— Start of Information provided —
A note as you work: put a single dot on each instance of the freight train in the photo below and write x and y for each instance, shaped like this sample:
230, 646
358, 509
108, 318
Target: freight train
— End of Information provided —
— Start of Information provided —
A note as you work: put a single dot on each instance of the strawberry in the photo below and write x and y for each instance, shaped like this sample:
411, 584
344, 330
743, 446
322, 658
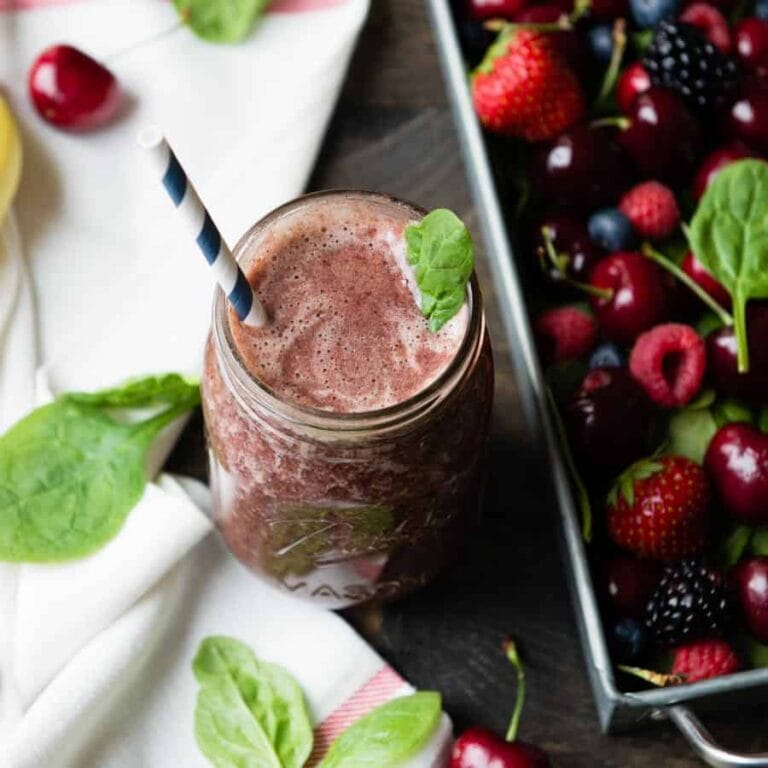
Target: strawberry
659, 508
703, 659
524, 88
— End of Information provided —
The problem:
Gather every line from the rows above that contains the word "note", and copy each one in full.

Task solution:
A note as you work: put a single dot on each instance of the freight train in the photo below and write x and y for each instance, shaped like this sample:
A note as you work: put a single dot on each instance of the strawberry in the photo below and write x and y for each instance, shaped like this sample:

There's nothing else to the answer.